Data for analysis section start
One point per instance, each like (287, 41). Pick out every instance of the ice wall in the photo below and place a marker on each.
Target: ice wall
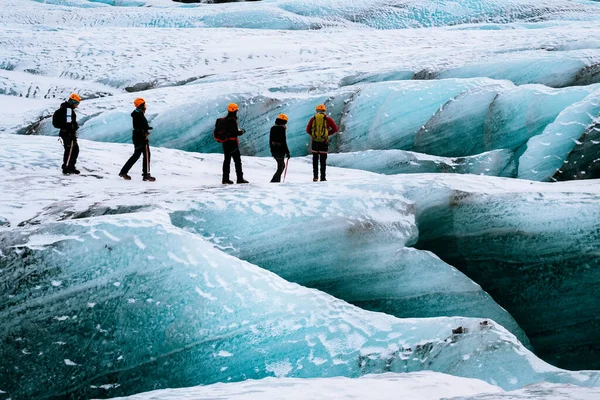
(389, 162)
(121, 304)
(535, 253)
(350, 246)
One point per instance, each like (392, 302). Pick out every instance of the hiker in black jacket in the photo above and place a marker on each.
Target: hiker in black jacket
(279, 148)
(66, 120)
(231, 146)
(141, 144)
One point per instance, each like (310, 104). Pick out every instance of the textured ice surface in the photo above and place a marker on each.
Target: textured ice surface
(534, 252)
(133, 301)
(388, 386)
(416, 385)
(547, 152)
(389, 162)
(302, 14)
(327, 240)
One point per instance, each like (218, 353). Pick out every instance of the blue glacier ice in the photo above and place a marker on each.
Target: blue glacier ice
(389, 162)
(534, 252)
(546, 153)
(132, 302)
(337, 254)
(302, 14)
(389, 115)
(522, 112)
(457, 128)
(550, 71)
(94, 300)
Data for analysis section end
Would you write out every record word for word, leaving no picture in?

Result for this exercise:
One point per instance, each like (287, 41). Pick out every instance of the ice wall in the photo below and place a marker on each.
Target: ice wall
(389, 162)
(121, 304)
(535, 253)
(350, 246)
One point per instance, each like (392, 302). Pick out every instance of the hiker in black jacket in the photo above and place a marker on each.
Target: hiker in black jacket
(279, 148)
(66, 120)
(231, 146)
(141, 144)
One point per instance, each like (310, 104). Pick out every instance of the textured ice surface in the photo above and place a marker on each.
Target: textured ice surface
(534, 252)
(133, 301)
(388, 386)
(416, 385)
(547, 152)
(389, 162)
(302, 14)
(327, 240)
One point per instance, each like (218, 353). Pick out every instance of the blue glacier ice in the photo above and place a marker on each.
Target: blue glacier ice
(389, 162)
(534, 252)
(546, 153)
(132, 302)
(337, 254)
(302, 14)
(389, 115)
(522, 112)
(457, 128)
(550, 71)
(94, 300)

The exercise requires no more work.